───── LISTED ENTRIES

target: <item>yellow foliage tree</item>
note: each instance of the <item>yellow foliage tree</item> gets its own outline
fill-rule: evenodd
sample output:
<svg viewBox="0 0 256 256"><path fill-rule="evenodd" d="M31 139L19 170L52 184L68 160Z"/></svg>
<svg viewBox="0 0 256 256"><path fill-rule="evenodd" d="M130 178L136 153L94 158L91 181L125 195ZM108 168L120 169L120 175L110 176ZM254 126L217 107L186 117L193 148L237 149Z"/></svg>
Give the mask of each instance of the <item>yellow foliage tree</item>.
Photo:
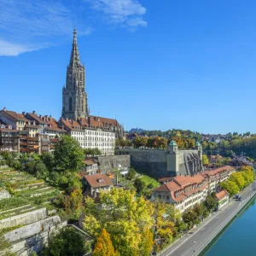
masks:
<svg viewBox="0 0 256 256"><path fill-rule="evenodd" d="M119 256L119 253L114 250L109 234L102 229L101 235L92 253L93 256Z"/></svg>

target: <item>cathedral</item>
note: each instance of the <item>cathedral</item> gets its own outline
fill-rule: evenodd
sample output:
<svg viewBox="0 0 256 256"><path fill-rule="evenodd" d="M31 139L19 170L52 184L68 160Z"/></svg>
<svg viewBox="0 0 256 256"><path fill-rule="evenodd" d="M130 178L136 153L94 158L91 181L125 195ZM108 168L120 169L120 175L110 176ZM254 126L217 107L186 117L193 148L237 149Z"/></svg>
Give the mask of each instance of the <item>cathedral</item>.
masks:
<svg viewBox="0 0 256 256"><path fill-rule="evenodd" d="M88 116L85 67L80 63L77 32L74 29L66 86L62 89L62 117L77 119L79 117L88 118Z"/></svg>
<svg viewBox="0 0 256 256"><path fill-rule="evenodd" d="M67 68L66 85L62 89L61 119L71 123L76 122L79 124L81 129L101 128L115 132L116 137L124 137L124 129L116 119L90 115L88 108L85 67L80 62L77 32L74 29L70 61Z"/></svg>

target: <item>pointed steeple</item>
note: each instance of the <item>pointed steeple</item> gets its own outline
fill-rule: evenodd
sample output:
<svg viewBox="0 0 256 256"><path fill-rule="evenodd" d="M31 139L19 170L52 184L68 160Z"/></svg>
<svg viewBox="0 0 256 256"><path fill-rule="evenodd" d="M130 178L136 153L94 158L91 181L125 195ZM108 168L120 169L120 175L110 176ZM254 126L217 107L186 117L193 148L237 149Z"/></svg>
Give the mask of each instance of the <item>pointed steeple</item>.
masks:
<svg viewBox="0 0 256 256"><path fill-rule="evenodd" d="M80 57L79 53L79 47L78 47L78 39L77 39L77 31L73 29L73 44L72 44L72 52L70 56L70 66L80 65Z"/></svg>

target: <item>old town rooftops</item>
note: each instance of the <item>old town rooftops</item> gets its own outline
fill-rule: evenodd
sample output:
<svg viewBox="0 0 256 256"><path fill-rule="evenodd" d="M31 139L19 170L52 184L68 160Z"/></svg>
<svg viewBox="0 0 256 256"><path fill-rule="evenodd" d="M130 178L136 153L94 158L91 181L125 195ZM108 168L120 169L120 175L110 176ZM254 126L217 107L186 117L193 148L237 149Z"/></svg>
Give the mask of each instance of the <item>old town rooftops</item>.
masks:
<svg viewBox="0 0 256 256"><path fill-rule="evenodd" d="M106 174L84 175L91 188L113 186L113 182Z"/></svg>
<svg viewBox="0 0 256 256"><path fill-rule="evenodd" d="M220 201L226 196L229 196L229 193L226 190L222 190L216 194L216 198L218 201Z"/></svg>
<svg viewBox="0 0 256 256"><path fill-rule="evenodd" d="M217 168L217 169L205 171L204 172L201 173L201 175L214 176L214 175L219 174L223 172L235 172L235 171L236 171L236 167L231 166L222 166L222 167Z"/></svg>
<svg viewBox="0 0 256 256"><path fill-rule="evenodd" d="M28 119L22 113L18 113L14 112L14 111L9 111L5 108L3 110L1 110L1 112L6 113L10 117L15 119L16 121L23 121L23 122L28 121Z"/></svg>

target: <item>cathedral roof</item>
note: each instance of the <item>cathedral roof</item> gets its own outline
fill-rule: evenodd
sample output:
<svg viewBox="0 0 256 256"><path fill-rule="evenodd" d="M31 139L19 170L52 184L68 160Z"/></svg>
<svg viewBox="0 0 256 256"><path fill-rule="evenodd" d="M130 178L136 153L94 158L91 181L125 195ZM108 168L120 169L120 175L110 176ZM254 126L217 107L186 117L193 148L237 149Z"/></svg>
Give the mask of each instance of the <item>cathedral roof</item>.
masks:
<svg viewBox="0 0 256 256"><path fill-rule="evenodd" d="M73 38L72 44L72 52L70 56L70 66L80 65L80 56L79 53L78 39L77 39L77 31L73 29Z"/></svg>

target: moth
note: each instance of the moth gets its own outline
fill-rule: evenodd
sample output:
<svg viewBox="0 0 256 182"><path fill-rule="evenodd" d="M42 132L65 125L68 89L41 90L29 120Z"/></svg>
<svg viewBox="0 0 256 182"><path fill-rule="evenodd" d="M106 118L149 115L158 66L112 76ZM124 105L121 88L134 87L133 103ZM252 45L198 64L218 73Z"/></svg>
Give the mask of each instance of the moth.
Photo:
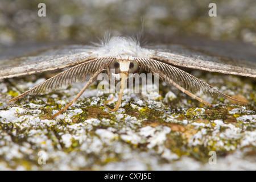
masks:
<svg viewBox="0 0 256 182"><path fill-rule="evenodd" d="M19 56L13 60L2 59L0 61L0 79L70 67L11 99L10 102L12 102L28 94L50 92L71 85L75 81L84 80L89 75L90 77L82 90L69 104L54 114L53 118L76 102L98 75L106 71L109 76L115 74L121 78L116 106L112 109L107 106L113 98L104 102L104 106L113 111L120 106L128 74L138 73L142 69L158 74L162 80L209 107L212 106L210 104L196 96L194 93L203 91L241 104L247 104L218 91L177 67L256 77L256 64L254 61L212 56L179 46L143 47L139 41L133 38L108 36L101 43L93 46L69 46L43 52L35 56ZM109 71L111 69L114 69L114 73Z"/></svg>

──────────

WHAT NEEDS TO BE DONE: Arrange everything above, from the line that contains "target: <item>old town rooftops</item>" down to the line that contains "38L72 44L72 52L70", including both of those lines, as a Markdown table. Use the columns Row and Line, number each row, and skip blank lines.

EXERCISE RESPONSE:
| Row | Line |
|---|---|
| 1 | target: <item>old town rooftops</item> |
| 2 | note: each instance of the <item>old town rooftops</item> gets its own outline |
| 3 | fill-rule: evenodd |
| 4 | sample output: |
| 5 | <svg viewBox="0 0 256 256"><path fill-rule="evenodd" d="M31 139L19 170L52 184L68 160Z"/></svg> |
| 6 | <svg viewBox="0 0 256 256"><path fill-rule="evenodd" d="M130 178L136 153L94 158L91 181L125 195ZM108 168L120 169L120 175L110 176ZM254 126L217 107L186 117L193 148L237 149Z"/></svg> |
| 7 | Give the mask of each instance of the <item>old town rooftops</item>. |
| 8 | masks: |
| 9 | <svg viewBox="0 0 256 256"><path fill-rule="evenodd" d="M106 174L84 175L91 188L113 186L113 182Z"/></svg> |
| 10 | <svg viewBox="0 0 256 256"><path fill-rule="evenodd" d="M220 201L226 196L229 196L229 193L226 190L222 190L216 194L216 198L218 201Z"/></svg> |
| 11 | <svg viewBox="0 0 256 256"><path fill-rule="evenodd" d="M217 168L217 169L205 171L204 172L201 173L201 175L214 176L214 175L219 174L223 172L235 172L235 171L236 171L236 167L231 166L222 166L222 167Z"/></svg> |
| 12 | <svg viewBox="0 0 256 256"><path fill-rule="evenodd" d="M28 119L22 113L18 113L14 112L14 111L9 111L5 108L3 110L1 110L1 112L6 113L10 117L15 119L16 121L23 121L23 122L28 121Z"/></svg> |
| 13 | target: <item>cathedral roof</item> |
| 14 | note: each instance of the <item>cathedral roof</item> gets its own outline |
| 15 | fill-rule: evenodd |
| 16 | sample output: |
| 17 | <svg viewBox="0 0 256 256"><path fill-rule="evenodd" d="M31 139L19 170L52 184L68 160Z"/></svg> |
| 18 | <svg viewBox="0 0 256 256"><path fill-rule="evenodd" d="M130 178L136 153L94 158L91 181L125 195ZM108 168L120 169L120 175L110 176ZM254 126L217 107L186 117L193 148L237 149Z"/></svg> |
| 19 | Give the mask of each instance of the <item>cathedral roof</item>. |
| 20 | masks: |
| 21 | <svg viewBox="0 0 256 256"><path fill-rule="evenodd" d="M73 38L72 44L72 52L70 56L70 66L80 65L80 56L79 53L78 39L77 39L77 31L73 29Z"/></svg> |